Transcreva do excerto da página o trecho que começa em "Também presente no" e segue até "e posterior industrialização.", sem mudar nada.

**Excerto da página**
::::
O mesmo responsável adianta que: “Do ponto de vista da colocação no mercado, o EcoGreen Power não tem ainda incentivos de diferenciação positiva, nomeadamente de natureza fiscal ou de comparação das suas emissões face aos combustíveis fosseis tradicionais”.

Ainda no setor dos combustíveis, Nuno Coelho, Presidente do Conselho de Administração da HyChem, destaca o Projeto Mobilizador Move2lowC, financiado pelo PT2020, que junta 22 parceiros, compostos pela indústria nacional e por grandes utilizadores de combustíveis, entre os quais a TAP, assim como parceiros do sistema científico e tecnológico. Com este projeto, que representa um investimento total de 12 milhões de euros, a HyChem e os restantes parceiros do projeto pretendem encontrar soluções viáveis para a produção de biocombustíveis para a aviação, quer a partir de biomassa de microalgas autotróficas, quer por via da fermentação utilizando resíduos florestais. Já para a rodovia, a aposta está a ser feita na produção de hidrogénio renovável e na produção de gás natural renovável.

E é precisamente das sinergias possíveis entre aquilo que são resíduos / correntes residuais e matérias-primas de diferentes empresas que nasce o projeto de Purificação da Corrente de Brine (Salmoura), desenvolvido pela Dow Portugal.  A empresa está sedeada no Complexo Químico de Estarreja e produz um isocianato polimérico de base MDI, o PMDI, utilizado por diferentes indústrias, nomeadamente para a produção de espumas. Deste processo produtivo resulta uma corrente residual de brine (salmoura), atualmente sem qualquer valor comercial.

Também presente no mesmo Complexo está a Bondalti, que utiliza precisamente uma corrente de salmoura no seu processo produtivo de fabrico de cloro e soda cáustica. Nasce assim o projeto de purificação e reciclagem da corrente residual de brine (salmoura) produzida na Dow, através de soluções inovadoras que, além de poder vir permitir a redução da quantidade de efluente que hoje é enviado para tratamento, poderá dar origem a poupanças, por exemplo, de 1,6 milhões de euros/ano no consumo de água e sal, ou a uma redução de 26.000 toneladas de sal extraído da Natureza, anualmente. Trata-se assim de um projeto de elevado potencial que tem vindo progressivamente a procurar superar os desafios que têm surgido ao seu desenvolvimento, nomeadamente em termos de financiamento adequado com vista ao seu scale up e posterior industrialização.

Exemplos de projetos que enfrentam, não raras vezes, entraves regulatórios e processuais. Carla Pedro, Diretora-Geral da APQuímica, alerta precisamente para a existência destas barreiras: “Ainda existem alguns casos de legislação não totalmente clara em termos de circularidade e dos caminhos a seguir pelas empresas no âmbito dos projetos e iniciativas em curso, nomeadamente ao nível dos resíduos e das recirculações de águas residuais, por exemplo. Também dimensões associadas a morosidade e a uma elevada carga de reportes e necessidades de informação, que acabam por ter algum impacto dissuasor sobre a vontade e a iniciativa das empresas de avançarem com este tipo de projetos de Economia Circular em larga escala”, explica a responsável. São também por vezes relevantes barreiras de outra natureza, nomeadamente em termos de financiamento adequado.
::::
**Dados fornecidos**

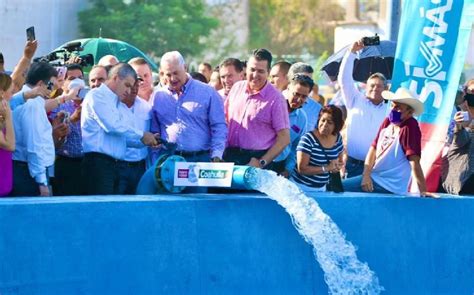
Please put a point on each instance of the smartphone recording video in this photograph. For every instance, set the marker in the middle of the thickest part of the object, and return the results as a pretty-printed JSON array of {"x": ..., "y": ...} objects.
[
  {"x": 30, "y": 34},
  {"x": 82, "y": 93},
  {"x": 371, "y": 41}
]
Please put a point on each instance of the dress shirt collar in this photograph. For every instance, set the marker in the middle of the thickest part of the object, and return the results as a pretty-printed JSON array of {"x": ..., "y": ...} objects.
[
  {"x": 184, "y": 88},
  {"x": 262, "y": 92}
]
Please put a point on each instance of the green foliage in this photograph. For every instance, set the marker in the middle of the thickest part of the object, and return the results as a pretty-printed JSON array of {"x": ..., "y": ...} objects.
[
  {"x": 153, "y": 26},
  {"x": 293, "y": 27}
]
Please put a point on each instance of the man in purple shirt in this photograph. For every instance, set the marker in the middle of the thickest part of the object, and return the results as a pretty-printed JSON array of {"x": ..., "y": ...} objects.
[
  {"x": 188, "y": 113},
  {"x": 257, "y": 115}
]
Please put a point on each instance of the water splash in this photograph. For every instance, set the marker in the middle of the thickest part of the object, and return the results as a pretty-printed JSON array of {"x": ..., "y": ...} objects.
[{"x": 343, "y": 272}]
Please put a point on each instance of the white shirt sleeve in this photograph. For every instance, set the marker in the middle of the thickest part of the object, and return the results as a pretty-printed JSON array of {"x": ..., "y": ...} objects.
[
  {"x": 34, "y": 134},
  {"x": 111, "y": 120},
  {"x": 346, "y": 82}
]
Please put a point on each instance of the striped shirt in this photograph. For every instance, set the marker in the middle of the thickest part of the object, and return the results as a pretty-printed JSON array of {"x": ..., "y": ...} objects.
[{"x": 309, "y": 145}]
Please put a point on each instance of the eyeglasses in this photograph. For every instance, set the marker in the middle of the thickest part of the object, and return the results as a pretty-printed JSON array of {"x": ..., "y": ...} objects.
[{"x": 301, "y": 78}]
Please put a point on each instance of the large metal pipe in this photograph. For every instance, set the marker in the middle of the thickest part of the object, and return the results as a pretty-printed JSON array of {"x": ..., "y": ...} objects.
[{"x": 160, "y": 177}]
::::
**Resolução**
Também presente no mesmo Complexo está a Bondalti, que utiliza precisamente uma corrente de salmoura no seu processo produtivo de fabrico de cloro e soda cáustica. Nasce assim o projeto de purificação e reciclagem da corrente residual de brine (salmoura) produzida na Dow, através de soluções inovadoras que, além de poder vir permitir a redução da quantidade de efluente que hoje é enviado para tratamento, poderá dar origem a poupanças, por exemplo, de 1,6 milhões de euros/ano no consumo de água e sal, ou a uma redução de 26.000 toneladas de sal extraído da Natureza, anualmente. Trata-se assim de um projeto de elevado potencial que tem vindo progressivamente a procurar superar os desafios que têm surgido ao seu desenvolvimento, nomeadamente em termos de financiamento adequado com vista ao seu scale up e posterior industrialização.